* Your instructions *
Format every line of the items below as a JSON list of strings, with one string per line and blank lines omitted.

* Exercise inputs *
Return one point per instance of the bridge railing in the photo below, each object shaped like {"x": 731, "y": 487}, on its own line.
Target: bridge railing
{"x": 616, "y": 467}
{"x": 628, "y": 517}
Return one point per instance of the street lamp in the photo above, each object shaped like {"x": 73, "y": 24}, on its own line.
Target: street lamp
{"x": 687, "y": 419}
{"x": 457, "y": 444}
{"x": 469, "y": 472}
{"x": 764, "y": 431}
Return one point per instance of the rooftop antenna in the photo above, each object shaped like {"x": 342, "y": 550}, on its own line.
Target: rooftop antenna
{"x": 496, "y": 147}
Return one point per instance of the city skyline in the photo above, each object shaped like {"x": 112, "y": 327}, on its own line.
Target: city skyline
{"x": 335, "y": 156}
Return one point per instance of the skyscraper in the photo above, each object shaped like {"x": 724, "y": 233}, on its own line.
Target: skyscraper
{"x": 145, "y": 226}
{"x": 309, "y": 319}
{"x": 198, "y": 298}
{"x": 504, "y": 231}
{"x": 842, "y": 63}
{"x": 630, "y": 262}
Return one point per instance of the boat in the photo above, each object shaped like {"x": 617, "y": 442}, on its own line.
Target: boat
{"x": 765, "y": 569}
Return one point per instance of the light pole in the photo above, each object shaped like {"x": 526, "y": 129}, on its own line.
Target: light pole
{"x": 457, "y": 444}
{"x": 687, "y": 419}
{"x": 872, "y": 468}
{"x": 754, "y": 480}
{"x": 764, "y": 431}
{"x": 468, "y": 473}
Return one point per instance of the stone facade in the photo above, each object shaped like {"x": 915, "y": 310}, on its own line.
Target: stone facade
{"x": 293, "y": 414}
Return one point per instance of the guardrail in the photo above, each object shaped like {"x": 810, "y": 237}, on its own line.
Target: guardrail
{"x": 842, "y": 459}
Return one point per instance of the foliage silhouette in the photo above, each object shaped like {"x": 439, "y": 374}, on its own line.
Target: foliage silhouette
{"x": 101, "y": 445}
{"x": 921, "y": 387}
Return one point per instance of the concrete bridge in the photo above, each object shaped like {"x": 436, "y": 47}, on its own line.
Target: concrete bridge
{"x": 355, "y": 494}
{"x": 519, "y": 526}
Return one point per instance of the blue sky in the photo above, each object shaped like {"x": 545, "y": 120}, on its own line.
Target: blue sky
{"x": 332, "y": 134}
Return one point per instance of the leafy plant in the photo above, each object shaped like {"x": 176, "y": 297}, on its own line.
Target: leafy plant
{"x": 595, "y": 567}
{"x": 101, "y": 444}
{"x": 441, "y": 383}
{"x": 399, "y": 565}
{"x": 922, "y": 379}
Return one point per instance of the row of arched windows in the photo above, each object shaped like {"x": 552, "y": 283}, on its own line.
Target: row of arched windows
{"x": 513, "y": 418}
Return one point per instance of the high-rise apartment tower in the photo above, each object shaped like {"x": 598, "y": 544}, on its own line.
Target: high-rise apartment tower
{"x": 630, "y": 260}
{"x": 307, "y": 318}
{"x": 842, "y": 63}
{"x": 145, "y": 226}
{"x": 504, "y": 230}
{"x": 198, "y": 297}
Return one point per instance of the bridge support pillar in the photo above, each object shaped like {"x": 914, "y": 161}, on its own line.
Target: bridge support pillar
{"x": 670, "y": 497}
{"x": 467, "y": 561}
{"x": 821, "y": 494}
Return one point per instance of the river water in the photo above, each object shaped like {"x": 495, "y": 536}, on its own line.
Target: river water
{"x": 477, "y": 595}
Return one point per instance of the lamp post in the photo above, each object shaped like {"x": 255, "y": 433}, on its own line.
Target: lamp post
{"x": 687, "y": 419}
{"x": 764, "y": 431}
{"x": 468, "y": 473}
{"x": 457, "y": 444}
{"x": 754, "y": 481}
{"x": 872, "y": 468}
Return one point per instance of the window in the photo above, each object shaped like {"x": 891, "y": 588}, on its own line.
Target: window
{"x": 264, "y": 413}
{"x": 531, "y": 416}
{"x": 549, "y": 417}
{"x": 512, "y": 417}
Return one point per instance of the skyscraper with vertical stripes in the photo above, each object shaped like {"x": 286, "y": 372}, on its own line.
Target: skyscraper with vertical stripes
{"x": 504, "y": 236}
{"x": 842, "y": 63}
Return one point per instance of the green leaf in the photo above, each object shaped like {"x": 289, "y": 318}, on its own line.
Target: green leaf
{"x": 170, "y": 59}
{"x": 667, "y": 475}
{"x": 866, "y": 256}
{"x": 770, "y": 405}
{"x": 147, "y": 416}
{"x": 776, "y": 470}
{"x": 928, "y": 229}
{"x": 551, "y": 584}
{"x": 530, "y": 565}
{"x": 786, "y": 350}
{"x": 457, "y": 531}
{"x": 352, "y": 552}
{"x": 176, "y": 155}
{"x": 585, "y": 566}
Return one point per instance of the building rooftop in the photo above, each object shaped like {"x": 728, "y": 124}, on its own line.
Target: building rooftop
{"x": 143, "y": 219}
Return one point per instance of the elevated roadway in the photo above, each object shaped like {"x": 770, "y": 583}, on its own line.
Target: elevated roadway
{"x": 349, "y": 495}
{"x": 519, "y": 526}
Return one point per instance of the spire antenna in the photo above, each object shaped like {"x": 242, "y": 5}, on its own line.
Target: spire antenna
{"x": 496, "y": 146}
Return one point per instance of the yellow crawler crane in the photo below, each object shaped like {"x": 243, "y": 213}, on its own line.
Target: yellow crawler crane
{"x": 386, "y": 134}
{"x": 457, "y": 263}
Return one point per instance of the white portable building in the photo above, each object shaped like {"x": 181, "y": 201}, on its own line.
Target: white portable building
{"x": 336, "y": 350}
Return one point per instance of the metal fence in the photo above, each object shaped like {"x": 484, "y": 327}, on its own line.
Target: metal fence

* Task output *
[
  "Return one point per instance of the bridge railing in the photo below, each object shaped like {\"x\": 731, \"y\": 487}, on its own line.",
  "Target: bridge railing",
  "{\"x\": 616, \"y\": 467}",
  "{\"x\": 628, \"y\": 517}",
  "Return one point per instance of the street lamp in the photo above, each object shaped like {\"x\": 73, \"y\": 24}, on its own line.",
  "Target: street lamp",
  "{\"x\": 687, \"y\": 419}",
  "{\"x\": 457, \"y\": 444}",
  "{\"x\": 469, \"y\": 472}",
  "{\"x\": 764, \"y\": 431}",
  "Return one point per instance of the rooftop antenna in the photo above, each object shaped like {\"x\": 342, \"y\": 550}, on its own line.",
  "Target: rooftop antenna",
  "{\"x\": 496, \"y\": 147}",
  "Return one point per instance of the city skyline in the photo above, each object shaped like {\"x\": 112, \"y\": 327}, on its own line.",
  "Target: city skyline",
  "{\"x\": 335, \"y\": 156}",
  "Return one point per instance of the skyscraper in the photo above, each object shaped like {\"x\": 724, \"y\": 233}, on its own line.",
  "Target: skyscraper",
  "{\"x\": 145, \"y\": 226}",
  "{\"x\": 309, \"y\": 319}",
  "{\"x\": 198, \"y\": 298}",
  "{\"x\": 504, \"y\": 231}",
  "{\"x\": 842, \"y\": 63}",
  "{\"x\": 630, \"y\": 262}",
  "Return one point per instance of the boat in the photo above, each object shaped like {\"x\": 617, \"y\": 442}, on its own line.",
  "Target: boat",
  "{\"x\": 765, \"y\": 569}",
  "Return one point per instance of the light pole in the photo above, each object shaped like {\"x\": 526, \"y\": 129}, on its own line.",
  "Target: light pole",
  "{\"x\": 457, \"y\": 444}",
  "{\"x\": 687, \"y\": 419}",
  "{\"x\": 872, \"y\": 468}",
  "{\"x\": 754, \"y\": 480}",
  "{\"x\": 764, \"y\": 431}",
  "{\"x\": 468, \"y\": 473}",
  "Return one point per instance of the stone facade in the photo above, each object shaped like {\"x\": 915, \"y\": 310}, on its own line.",
  "Target: stone facade",
  "{\"x\": 293, \"y\": 414}",
  "Return one point per instance of the guardrail in the photo above, each object shaped like {\"x\": 810, \"y\": 237}, on its own line.",
  "Target: guardrail",
  "{\"x\": 842, \"y\": 459}",
  "Return one point per instance of the foliage silhouette in the photo above, each object shaped like {\"x\": 439, \"y\": 374}, on its own line.",
  "Target: foliage silhouette",
  "{\"x\": 101, \"y\": 445}",
  "{\"x\": 921, \"y\": 387}",
  "Return one point per instance of the concrete bridge in the photo above, each object shaped like {\"x\": 436, \"y\": 47}, on its own line.",
  "Target: concrete bridge",
  "{\"x\": 355, \"y\": 494}",
  "{\"x\": 519, \"y\": 526}",
  "Return one point per instance of the blue sky in the photo above, each object shaped like {\"x\": 545, \"y\": 120}, on its own line.",
  "Target: blue sky",
  "{\"x\": 332, \"y\": 134}",
  "Return one point per instance of the leafy plant in the photo above, each object shaped like {\"x\": 176, \"y\": 297}, on its own line.",
  "Target: leafy plant",
  "{\"x\": 595, \"y\": 567}",
  "{\"x\": 101, \"y\": 444}",
  "{\"x\": 441, \"y\": 383}",
  "{\"x\": 399, \"y\": 565}",
  "{\"x\": 922, \"y\": 379}",
  "Return one point per instance of the row of arched windows in the photo above, each object shaped like {\"x\": 552, \"y\": 283}, on its own line.",
  "Target: row of arched windows",
  "{\"x\": 513, \"y\": 418}",
  "Return one point per instance of the high-rise apartment tower in the photo above, each object shaped like {\"x\": 598, \"y\": 544}, on its own line.",
  "Target: high-rise apartment tower",
  "{\"x\": 630, \"y\": 260}",
  "{\"x\": 307, \"y\": 318}",
  "{\"x\": 842, \"y\": 63}",
  "{\"x\": 145, \"y\": 226}",
  "{\"x\": 504, \"y\": 230}",
  "{\"x\": 198, \"y\": 297}",
  "Return one point per instance of the bridge support pillar in the photo above, each object shaped like {\"x\": 914, \"y\": 161}, on its own line.",
  "Target: bridge support pillar",
  "{\"x\": 670, \"y\": 497}",
  "{\"x\": 467, \"y\": 561}",
  "{\"x\": 821, \"y\": 494}",
  "Return one point per instance of the river water in the photo above, each object shaped like {\"x\": 495, \"y\": 536}, on its own line.",
  "Target: river water",
  "{\"x\": 477, \"y\": 595}",
  "Return one point per instance of the lamp post in the photo above, each object shaped like {\"x\": 255, \"y\": 433}, on its own line.",
  "Target: lamp post",
  "{\"x\": 687, \"y\": 419}",
  "{\"x\": 764, \"y\": 431}",
  "{\"x\": 468, \"y\": 473}",
  "{\"x\": 457, \"y\": 444}",
  "{\"x\": 754, \"y\": 481}",
  "{\"x\": 872, \"y\": 468}",
  "Return one point per instance of the window in the photo above, each object shaped like {\"x\": 891, \"y\": 588}, on its own line.",
  "Target: window",
  "{\"x\": 264, \"y\": 413}",
  "{\"x\": 531, \"y\": 416}",
  "{\"x\": 549, \"y\": 417}",
  "{\"x\": 512, \"y\": 417}",
  "Return one point per instance of the skyscraper with vertical stripes in the photo above, each object shaped like {\"x\": 286, \"y\": 372}, on its own line.",
  "Target: skyscraper with vertical stripes",
  "{\"x\": 504, \"y\": 236}",
  "{\"x\": 842, \"y\": 63}",
  "Return one point per instance of the green leaf in the photo above, each object shaped like {\"x\": 289, \"y\": 318}, on its own line.",
  "Target: green leaf",
  "{\"x\": 170, \"y\": 59}",
  "{\"x\": 667, \"y\": 475}",
  "{\"x\": 866, \"y\": 256}",
  "{\"x\": 770, \"y\": 405}",
  "{\"x\": 147, \"y\": 416}",
  "{\"x\": 776, \"y\": 470}",
  "{\"x\": 928, \"y\": 229}",
  "{\"x\": 551, \"y\": 584}",
  "{\"x\": 530, \"y\": 565}",
  "{\"x\": 786, \"y\": 350}",
  "{\"x\": 457, \"y\": 531}",
  "{\"x\": 352, \"y\": 552}",
  "{\"x\": 176, \"y\": 155}",
  "{\"x\": 585, \"y\": 566}",
  "Return one point per instance of the building rooftop in the photo above, each object shaped like {\"x\": 728, \"y\": 124}, on its own line.",
  "Target: building rooftop",
  "{\"x\": 143, \"y\": 219}",
  "Return one point per instance of the elevated roadway in the photo above, each object shaped like {\"x\": 770, \"y\": 583}, on its own line.",
  "Target: elevated roadway",
  "{\"x\": 349, \"y\": 495}",
  "{\"x\": 519, \"y\": 526}",
  "Return one point per instance of the spire antenna in the photo above, each object shaped like {\"x\": 242, \"y\": 5}, on its own line.",
  "Target: spire antenna",
  "{\"x\": 496, \"y\": 146}",
  "Return one point per instance of the yellow crawler crane in the photo below, each object shaped like {\"x\": 243, \"y\": 213}, on its own line.",
  "Target: yellow crawler crane",
  "{\"x\": 386, \"y\": 134}",
  "{\"x\": 457, \"y\": 263}",
  "Return one point per instance of the white portable building in the photo above, each object shaped like {\"x\": 181, \"y\": 201}, on its own line.",
  "Target: white portable building",
  "{\"x\": 336, \"y\": 350}",
  "Return one point per instance of the metal fence in the photo above, each object shaped like {\"x\": 484, \"y\": 327}, on its own line.",
  "Target: metal fence"
]